● Task instructions: Rescale the listing from the line holding "Each instance of the feather hanging" through the end of the listing, inclusive. Repeat every line and multiply only the answer point coordinates by 2.1, rounding to whole numbers with halves going up; keep the sample coordinates within the lines unchanged and leave the pictures out.

>> Begin

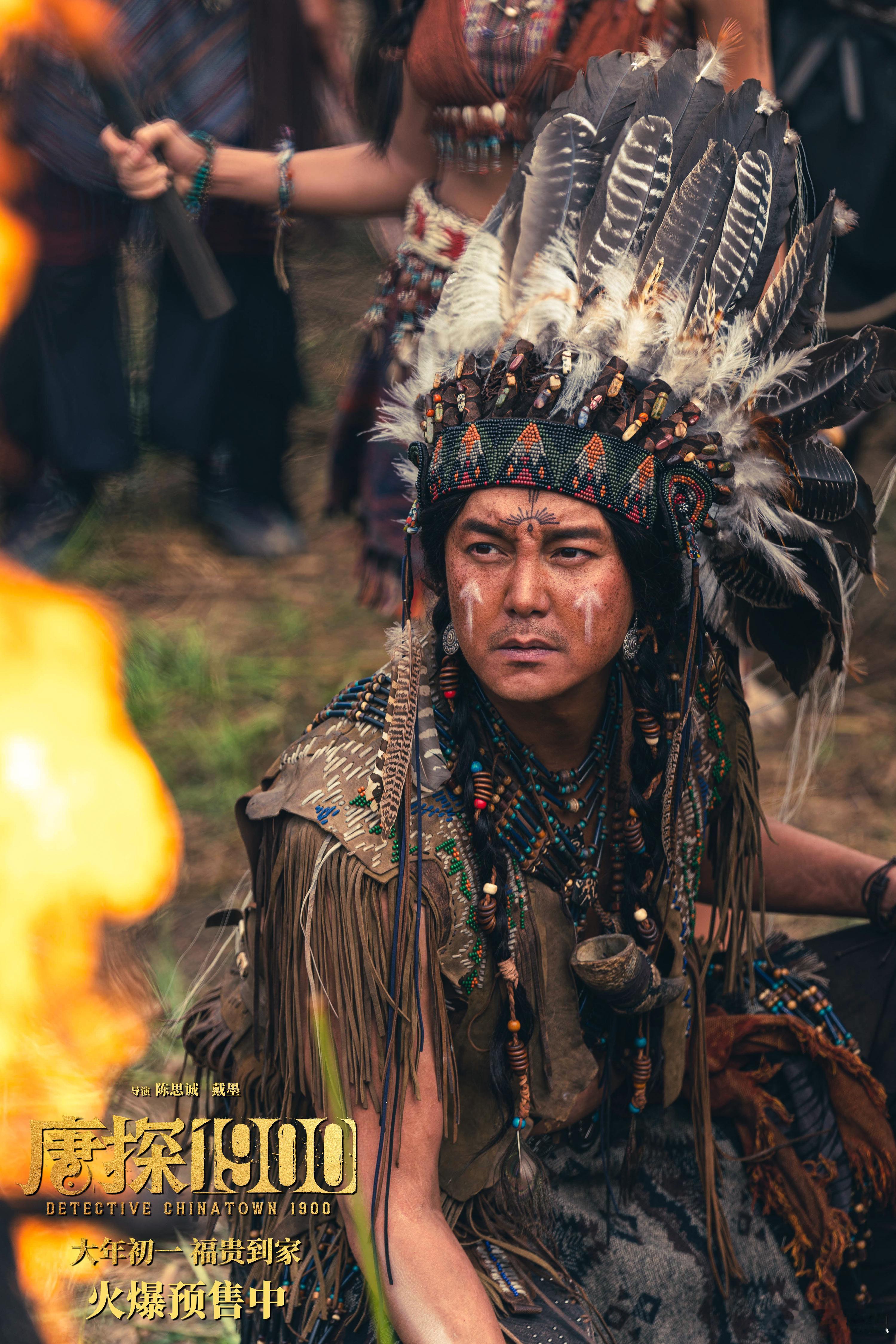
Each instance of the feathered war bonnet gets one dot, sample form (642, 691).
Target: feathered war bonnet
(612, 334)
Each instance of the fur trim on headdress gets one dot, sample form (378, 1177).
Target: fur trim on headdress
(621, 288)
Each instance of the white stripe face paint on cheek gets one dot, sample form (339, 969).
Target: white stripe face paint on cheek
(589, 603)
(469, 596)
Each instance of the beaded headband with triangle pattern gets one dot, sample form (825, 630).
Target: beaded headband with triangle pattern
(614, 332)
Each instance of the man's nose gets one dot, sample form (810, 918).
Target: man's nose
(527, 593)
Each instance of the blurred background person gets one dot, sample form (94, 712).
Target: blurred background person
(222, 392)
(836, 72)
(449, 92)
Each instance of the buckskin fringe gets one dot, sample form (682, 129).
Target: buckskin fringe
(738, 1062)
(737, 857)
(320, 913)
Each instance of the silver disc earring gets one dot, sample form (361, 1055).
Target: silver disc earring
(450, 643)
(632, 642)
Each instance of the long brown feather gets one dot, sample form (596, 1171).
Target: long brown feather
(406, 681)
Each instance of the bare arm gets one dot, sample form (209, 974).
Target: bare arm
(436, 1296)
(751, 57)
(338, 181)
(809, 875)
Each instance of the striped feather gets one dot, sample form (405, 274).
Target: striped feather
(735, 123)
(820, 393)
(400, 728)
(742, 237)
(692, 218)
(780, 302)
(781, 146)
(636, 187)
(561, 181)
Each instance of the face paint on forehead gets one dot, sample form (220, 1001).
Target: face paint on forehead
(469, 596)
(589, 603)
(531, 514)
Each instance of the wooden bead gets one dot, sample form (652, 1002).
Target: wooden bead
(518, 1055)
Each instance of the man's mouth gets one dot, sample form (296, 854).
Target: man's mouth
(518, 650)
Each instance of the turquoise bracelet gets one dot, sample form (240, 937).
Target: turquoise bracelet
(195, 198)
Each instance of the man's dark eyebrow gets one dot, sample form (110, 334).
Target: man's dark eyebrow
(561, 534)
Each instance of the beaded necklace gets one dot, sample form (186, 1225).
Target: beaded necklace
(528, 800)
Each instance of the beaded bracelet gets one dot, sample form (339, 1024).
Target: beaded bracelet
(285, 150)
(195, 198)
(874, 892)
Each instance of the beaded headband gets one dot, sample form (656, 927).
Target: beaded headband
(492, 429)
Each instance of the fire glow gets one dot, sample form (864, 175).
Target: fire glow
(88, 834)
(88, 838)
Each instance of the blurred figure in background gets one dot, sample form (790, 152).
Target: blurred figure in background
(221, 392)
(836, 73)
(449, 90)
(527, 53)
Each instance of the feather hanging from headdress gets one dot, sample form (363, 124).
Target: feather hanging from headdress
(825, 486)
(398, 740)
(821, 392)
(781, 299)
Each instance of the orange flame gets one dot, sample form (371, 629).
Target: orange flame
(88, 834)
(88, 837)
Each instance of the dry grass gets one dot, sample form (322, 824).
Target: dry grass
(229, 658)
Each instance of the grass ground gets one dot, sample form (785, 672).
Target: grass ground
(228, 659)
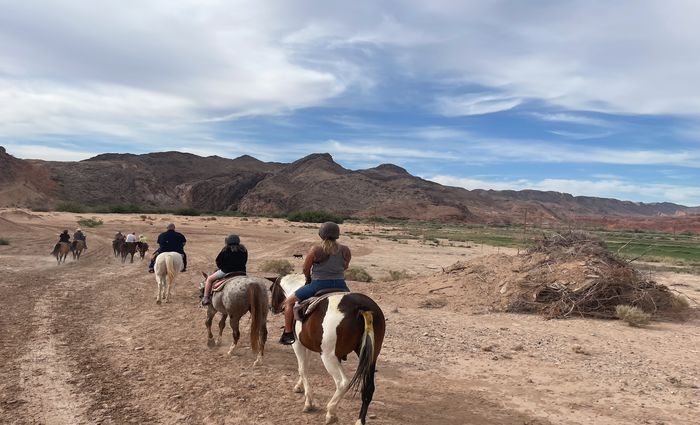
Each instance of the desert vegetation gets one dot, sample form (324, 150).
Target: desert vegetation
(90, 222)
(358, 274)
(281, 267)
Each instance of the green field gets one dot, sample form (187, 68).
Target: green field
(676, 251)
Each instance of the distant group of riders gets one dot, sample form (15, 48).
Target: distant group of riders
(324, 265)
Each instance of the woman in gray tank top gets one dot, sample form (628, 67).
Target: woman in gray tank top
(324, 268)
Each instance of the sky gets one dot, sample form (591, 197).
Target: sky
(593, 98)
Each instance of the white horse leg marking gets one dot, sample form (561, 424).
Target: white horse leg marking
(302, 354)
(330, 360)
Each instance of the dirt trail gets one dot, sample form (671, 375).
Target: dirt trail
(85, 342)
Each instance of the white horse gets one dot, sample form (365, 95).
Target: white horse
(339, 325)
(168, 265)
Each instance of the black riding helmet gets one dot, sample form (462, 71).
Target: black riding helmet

>> End

● Right answer:
Each instance of the feather hanging from headdress gets one dot, sample form (363, 124).
Target: feather hanging from headdress
(1733, 1021)
(836, 1554)
(1724, 823)
(1640, 628)
Each instance of the orange flame gets one dot, sample form (371, 629).
Target: orange flame
(185, 1751)
(185, 1758)
Each instance of the dry grass gets one dot, sample form (322, 824).
Target: dry grass
(481, 1382)
Each instance of the grass ground gets one dot, sample form (785, 672).
Target: grass ground
(479, 1384)
Each instance of the desert vegetation gets one dot, sample form (324, 150).
Target: desert vegetation
(189, 466)
(752, 575)
(590, 561)
Each instance of the green field gets one dot, sample form (187, 68).
Target: green field
(1420, 527)
Each instance of the distant group of riders gets one dot, sample form (15, 48).
Target: distant group of riders
(680, 557)
Each instance of the woman in gray tank top gets one dot, sample form (628, 67).
Target: woman in gray tank top
(680, 563)
Each instance of the sky gets one dot, sample form (591, 197).
Target: sky
(1245, 206)
Each instance of the white horse leg marking gets one dot, sample form (561, 424).
Target: white horse leg marking
(634, 743)
(693, 756)
Each instance of the dirt trail gets one dot, sample form (671, 375).
Target: dirt trail
(179, 718)
Each instance of the white horse gets one dot, sample form (365, 95).
Target: white horse
(712, 683)
(353, 557)
Each instance of the black riding helmet gets one dot, sample form (462, 71).
Target: black riding helmet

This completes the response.